What is expected — Everything from the line with "Query: cardboard box" to the end of the data below must be returned exactly as it is, and nothing besides.

Extracted information —

______________________________

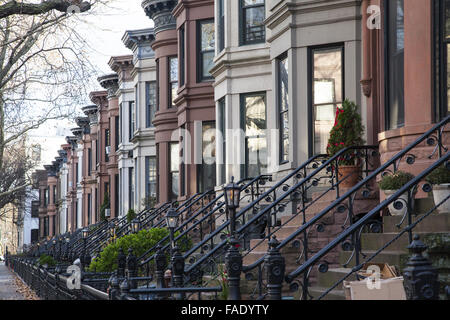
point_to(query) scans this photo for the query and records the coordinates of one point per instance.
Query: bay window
(150, 177)
(254, 124)
(206, 43)
(327, 92)
(207, 170)
(174, 173)
(252, 15)
(395, 36)
(221, 25)
(442, 63)
(150, 98)
(173, 80)
(283, 106)
(181, 36)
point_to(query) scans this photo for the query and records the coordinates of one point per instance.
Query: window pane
(255, 115)
(254, 24)
(395, 84)
(448, 78)
(151, 102)
(284, 78)
(174, 90)
(175, 177)
(327, 93)
(447, 18)
(255, 142)
(207, 63)
(173, 69)
(174, 157)
(283, 93)
(207, 31)
(253, 2)
(208, 172)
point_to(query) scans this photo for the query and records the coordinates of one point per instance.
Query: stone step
(374, 241)
(333, 275)
(335, 294)
(393, 258)
(435, 222)
(296, 221)
(331, 195)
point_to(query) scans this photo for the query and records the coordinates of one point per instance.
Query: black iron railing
(345, 204)
(350, 238)
(277, 199)
(205, 215)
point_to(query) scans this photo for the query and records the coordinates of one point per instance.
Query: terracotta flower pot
(348, 176)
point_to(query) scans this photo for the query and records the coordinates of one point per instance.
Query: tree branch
(13, 7)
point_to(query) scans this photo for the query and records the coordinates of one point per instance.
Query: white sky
(103, 32)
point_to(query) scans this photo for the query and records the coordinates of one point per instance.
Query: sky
(103, 32)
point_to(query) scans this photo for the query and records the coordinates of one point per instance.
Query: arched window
(394, 46)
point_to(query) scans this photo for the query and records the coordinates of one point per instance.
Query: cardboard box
(385, 286)
(386, 271)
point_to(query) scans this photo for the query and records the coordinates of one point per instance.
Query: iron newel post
(233, 258)
(420, 277)
(177, 269)
(275, 267)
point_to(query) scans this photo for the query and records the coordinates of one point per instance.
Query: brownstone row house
(274, 70)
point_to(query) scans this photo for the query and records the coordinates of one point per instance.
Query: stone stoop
(332, 224)
(433, 230)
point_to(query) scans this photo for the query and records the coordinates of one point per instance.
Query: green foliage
(131, 214)
(140, 242)
(395, 181)
(149, 202)
(440, 175)
(223, 282)
(347, 132)
(105, 205)
(48, 260)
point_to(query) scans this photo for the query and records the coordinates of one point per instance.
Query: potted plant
(346, 132)
(105, 208)
(390, 183)
(131, 214)
(440, 179)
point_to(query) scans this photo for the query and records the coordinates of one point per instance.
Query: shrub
(346, 132)
(149, 202)
(48, 260)
(440, 175)
(105, 205)
(131, 214)
(395, 181)
(140, 242)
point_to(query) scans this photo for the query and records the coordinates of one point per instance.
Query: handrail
(384, 168)
(194, 216)
(361, 222)
(277, 201)
(381, 169)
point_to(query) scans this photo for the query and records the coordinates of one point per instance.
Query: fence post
(275, 268)
(132, 268)
(161, 264)
(124, 289)
(121, 263)
(114, 290)
(420, 277)
(177, 270)
(233, 263)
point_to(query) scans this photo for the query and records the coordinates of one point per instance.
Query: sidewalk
(8, 289)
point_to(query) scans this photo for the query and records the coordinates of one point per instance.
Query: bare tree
(44, 74)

______________________________

Solution —
Query: cardboard box
(385, 286)
(386, 271)
point_to(query) scans this photo for the query and records the coordinates of one point per instance.
Query: iron newel post
(233, 258)
(420, 277)
(177, 269)
(275, 267)
point_to(query) scans this photo for the query and records the coordinates of one point per instance.
Query: brownstone row house
(274, 70)
point_to(query) scans this photo for the query and records the coordinates of one point per instance.
Query: stone stoop
(332, 224)
(433, 230)
point_to(query) scans this photo for the query and records the coordinates of one point per instance.
Query: green foliage
(131, 214)
(140, 242)
(395, 181)
(149, 202)
(440, 175)
(223, 282)
(347, 132)
(105, 205)
(48, 260)
point_to(query) scans this photo for the query and records the coordinates of one point per instance.
Query: potted plant
(346, 132)
(105, 208)
(390, 183)
(131, 214)
(440, 179)
point_to(query) scans this photo for the query and records the coordinates of one point per instance.
Query: shrub
(346, 132)
(149, 202)
(48, 260)
(440, 175)
(105, 205)
(131, 214)
(395, 181)
(140, 242)
point_to(query) scans this photo for the query and records the coordinates of one point per instance.
Query: handrail
(384, 168)
(194, 216)
(361, 222)
(277, 201)
(381, 169)
point_to(query) scans this photo for the query and records the coordinates of one point per instance.
Query: fence post
(275, 268)
(132, 268)
(161, 264)
(124, 289)
(121, 263)
(114, 290)
(420, 277)
(177, 270)
(233, 263)
point_to(query) scans this photo for the query and records the coordinates of one point per instance.
Query: sidewalk
(8, 289)
point_to(query) scans this photo for the query and records the coordinates of one point per instance.
Query: bare tree
(44, 74)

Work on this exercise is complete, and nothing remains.